▶ **Stored rows**:
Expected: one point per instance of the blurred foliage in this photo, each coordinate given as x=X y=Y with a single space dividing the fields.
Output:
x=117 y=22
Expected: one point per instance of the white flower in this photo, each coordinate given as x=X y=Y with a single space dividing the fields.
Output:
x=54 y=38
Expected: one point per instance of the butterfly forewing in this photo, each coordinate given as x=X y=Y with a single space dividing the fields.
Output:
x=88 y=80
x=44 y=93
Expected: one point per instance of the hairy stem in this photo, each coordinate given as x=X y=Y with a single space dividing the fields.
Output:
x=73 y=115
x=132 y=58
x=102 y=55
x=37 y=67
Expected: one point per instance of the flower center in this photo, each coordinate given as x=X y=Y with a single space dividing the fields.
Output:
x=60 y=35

* * *

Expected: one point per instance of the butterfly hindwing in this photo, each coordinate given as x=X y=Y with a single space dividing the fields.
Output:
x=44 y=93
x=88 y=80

...

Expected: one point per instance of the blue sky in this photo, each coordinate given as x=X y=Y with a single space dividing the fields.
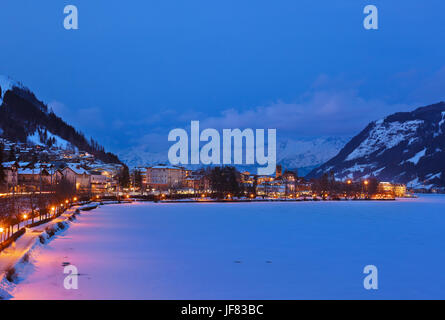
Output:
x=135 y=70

▶ **Short task**:
State how many lines of the items above contain the string 'single'. Reply with the number alone.

▶ **Answer for this exercise**:
7